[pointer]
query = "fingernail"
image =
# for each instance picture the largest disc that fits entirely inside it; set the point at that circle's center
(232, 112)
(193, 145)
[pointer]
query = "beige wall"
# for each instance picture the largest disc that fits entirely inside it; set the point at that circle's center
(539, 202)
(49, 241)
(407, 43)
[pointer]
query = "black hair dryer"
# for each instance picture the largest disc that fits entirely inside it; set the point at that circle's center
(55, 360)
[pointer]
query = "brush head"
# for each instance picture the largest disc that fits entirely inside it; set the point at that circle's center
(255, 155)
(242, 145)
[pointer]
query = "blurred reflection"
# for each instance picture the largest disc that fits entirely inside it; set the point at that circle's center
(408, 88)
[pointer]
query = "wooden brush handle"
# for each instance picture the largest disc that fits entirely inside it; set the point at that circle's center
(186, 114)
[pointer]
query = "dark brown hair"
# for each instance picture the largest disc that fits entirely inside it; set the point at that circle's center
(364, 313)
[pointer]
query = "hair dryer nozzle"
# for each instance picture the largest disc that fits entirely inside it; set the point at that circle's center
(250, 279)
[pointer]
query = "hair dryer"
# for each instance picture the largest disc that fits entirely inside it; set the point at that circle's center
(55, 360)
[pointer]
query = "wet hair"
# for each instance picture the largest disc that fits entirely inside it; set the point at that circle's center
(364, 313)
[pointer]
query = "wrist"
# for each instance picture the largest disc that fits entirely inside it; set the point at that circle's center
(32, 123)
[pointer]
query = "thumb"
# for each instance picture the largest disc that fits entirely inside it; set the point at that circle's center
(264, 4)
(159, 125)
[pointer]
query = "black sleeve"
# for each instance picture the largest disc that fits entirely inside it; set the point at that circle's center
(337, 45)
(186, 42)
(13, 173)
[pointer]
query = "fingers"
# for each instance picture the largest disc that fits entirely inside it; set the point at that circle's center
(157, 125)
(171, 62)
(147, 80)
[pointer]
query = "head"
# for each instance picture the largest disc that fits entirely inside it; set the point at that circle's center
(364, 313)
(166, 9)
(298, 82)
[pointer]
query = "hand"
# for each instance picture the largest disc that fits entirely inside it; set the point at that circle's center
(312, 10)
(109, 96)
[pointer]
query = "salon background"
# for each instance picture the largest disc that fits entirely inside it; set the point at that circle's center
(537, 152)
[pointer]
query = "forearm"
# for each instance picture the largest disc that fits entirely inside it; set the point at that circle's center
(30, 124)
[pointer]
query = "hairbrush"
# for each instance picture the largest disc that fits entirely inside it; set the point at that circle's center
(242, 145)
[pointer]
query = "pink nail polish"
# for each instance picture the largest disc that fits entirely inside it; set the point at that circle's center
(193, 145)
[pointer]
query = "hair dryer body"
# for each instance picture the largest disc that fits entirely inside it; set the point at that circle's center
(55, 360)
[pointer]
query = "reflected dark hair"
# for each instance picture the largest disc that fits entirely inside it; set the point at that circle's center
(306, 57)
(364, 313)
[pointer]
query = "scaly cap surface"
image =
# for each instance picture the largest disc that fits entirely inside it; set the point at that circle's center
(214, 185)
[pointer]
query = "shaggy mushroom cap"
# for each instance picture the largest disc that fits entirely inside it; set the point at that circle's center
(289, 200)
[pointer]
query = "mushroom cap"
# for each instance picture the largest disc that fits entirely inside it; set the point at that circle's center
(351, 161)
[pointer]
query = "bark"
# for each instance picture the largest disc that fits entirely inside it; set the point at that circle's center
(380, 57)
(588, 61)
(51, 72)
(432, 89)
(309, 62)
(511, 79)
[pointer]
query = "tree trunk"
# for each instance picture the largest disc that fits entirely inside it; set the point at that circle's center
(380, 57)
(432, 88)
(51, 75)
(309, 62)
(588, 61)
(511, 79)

◆ **What is asked**
Extract the whole listing, character for character.

◆ **Solution below**
[pointer]
query = "fingernail"
image =
# for each instance picture the largest disc that fits entirely inside it; set the point at that circle's center
(232, 112)
(193, 145)
[pointer]
query = "beige wall"
# for each instance picture the largest disc that fits entirely inside it; set the point at that circle's center
(539, 202)
(49, 241)
(407, 43)
[pointer]
query = "black hair dryer"
# for each instance picture the largest disc that fits entirely inside it; set the point at that circle's center
(55, 360)
[pointer]
query = "brush head"
# for each instance picture the largest disc that fits entirely inside it; set the point at that circle's center
(255, 155)
(242, 145)
[pointer]
query = "blurred reflection"
# for each instance picture the largest disc that fits entirely inside it; set the point at that circle's center
(408, 88)
[pointer]
query = "wooden brush handle"
# for each instance picture the largest disc that fits entirely inside it; set the point at that circle's center
(186, 114)
[pointer]
query = "dark brown hair"
# for each instance picture the largest disc that fits entirely inside it; set the point at that circle's center
(364, 313)
[pointer]
query = "hair dryer nozzle"
# for each instance picture the largest disc that fits entirely inside it; set the point at that circle's center
(250, 279)
[pointer]
query = "hair dryer"
# for each instance picture the largest disc that fits entirely inside it; set the point at that circle's center
(55, 360)
[pointer]
query = "wet hair"
# for each instance picture the largest disc that fits entirely inside it; set the point at that circle's center
(364, 313)
[pointer]
query = "wrist"
# for each instance picture the largest disc that fits entirely inside it; set the point at that circle's center
(32, 123)
[pointer]
query = "thumb"
# for each instance picture the largest disc that fits entirely inside it; set the point at that circle's center
(264, 4)
(159, 125)
[pointer]
query = "black sleeve"
# for each instance picture the largest disc that fits entirely inside it; set the point at that circle's center
(337, 45)
(186, 42)
(13, 173)
[pointer]
query = "fingers"
# for each instance picture the largest disc that fits entirely inside it; set the point at that circle's center
(157, 125)
(171, 62)
(147, 80)
[pointer]
query = "head"
# for each instance picture the largest disc that fits entirely inside it; set the point at that circle's center
(364, 313)
(166, 9)
(298, 82)
[pointer]
query = "hand"
# for each instance picture the largest disc that fits entirely inside it; set the point at that circle's center
(312, 10)
(109, 96)
[pointer]
query = "salon background"
# for each instance picture the largest disc that fits entirely inside it; set the point at that circle's center
(537, 152)
[pointer]
query = "forearm"
# for each instance picture the largest disc that fits entirely inside it; set the point at that circle's center
(30, 124)
[pointer]
query = "hairbrush"
# for each instance picture the largest disc that fits entirely inside it; set the point at that circle's center
(242, 145)
[pointer]
query = "pink nail polish"
# for each instance picture the largest disc that fits entirely inside it; set the point at that circle's center
(193, 145)
[pointer]
query = "hair dryer body"
# for each instance picture the largest disc that fits entirely inside it; set the point at that circle's center
(55, 360)
[pointer]
query = "reflected dark hair"
# for each instance picture the largest disc that fits entirely inside it; set the point at that circle's center
(306, 57)
(364, 313)
[pointer]
query = "scaly cap surface"
image =
# for each instance picture the largest disc that fits entirely inside it; set the point at that circle's center
(214, 185)
[pointer]
query = "shaggy mushroom cap"
# for each instance picture the largest disc that fits entirely inside it; set the point at that circle's center
(289, 200)
[pointer]
query = "mushroom cap"
# for each instance picture the largest disc that fits entirely inside it; set the point at that circle's center
(351, 161)
[pointer]
query = "bark"
# for each instance picture the largest disc that fits entirely inside it; set the point at that circle's center
(380, 57)
(588, 61)
(51, 72)
(432, 89)
(309, 62)
(511, 79)
[pointer]
query = "tree trunk"
# for each instance picture the largest disc that fits entirely inside it; set the point at that circle's center
(380, 57)
(432, 88)
(51, 75)
(309, 62)
(588, 61)
(511, 79)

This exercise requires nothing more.